Stated goal »
Copy everything from the start of the records down to and including the line containing "390 174 L 397", character for character.

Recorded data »
────────────────────────────────────────

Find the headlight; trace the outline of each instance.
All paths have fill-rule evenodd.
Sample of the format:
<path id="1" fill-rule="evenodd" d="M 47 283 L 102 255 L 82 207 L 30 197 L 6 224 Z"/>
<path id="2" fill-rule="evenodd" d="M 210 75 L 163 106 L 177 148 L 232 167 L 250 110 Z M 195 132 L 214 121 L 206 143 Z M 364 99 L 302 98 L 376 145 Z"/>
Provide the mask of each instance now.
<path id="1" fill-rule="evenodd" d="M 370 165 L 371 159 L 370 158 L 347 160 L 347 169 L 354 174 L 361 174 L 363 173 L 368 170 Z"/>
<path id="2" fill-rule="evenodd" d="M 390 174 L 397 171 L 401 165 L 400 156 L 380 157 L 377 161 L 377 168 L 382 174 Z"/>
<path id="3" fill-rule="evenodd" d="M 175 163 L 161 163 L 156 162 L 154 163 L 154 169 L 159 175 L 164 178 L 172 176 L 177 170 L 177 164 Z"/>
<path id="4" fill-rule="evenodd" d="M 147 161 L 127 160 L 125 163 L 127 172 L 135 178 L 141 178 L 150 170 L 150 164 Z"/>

────────────────────────────────────────

Answer to this exercise »
Find the headlight; trace the outline of each instance.
All paths have fill-rule evenodd.
Sample of the format:
<path id="1" fill-rule="evenodd" d="M 47 283 L 102 255 L 82 207 L 30 197 L 6 224 Z"/>
<path id="2" fill-rule="evenodd" d="M 210 75 L 163 106 L 177 148 L 232 167 L 250 110 Z M 195 132 L 214 121 L 206 143 Z M 364 99 L 302 98 L 376 145 Z"/>
Provide the mask of each instance now.
<path id="1" fill-rule="evenodd" d="M 370 165 L 371 159 L 370 158 L 347 160 L 347 169 L 354 174 L 361 174 L 363 173 L 368 170 Z"/>
<path id="2" fill-rule="evenodd" d="M 390 174 L 397 171 L 401 165 L 400 156 L 380 157 L 377 161 L 377 168 L 382 174 Z"/>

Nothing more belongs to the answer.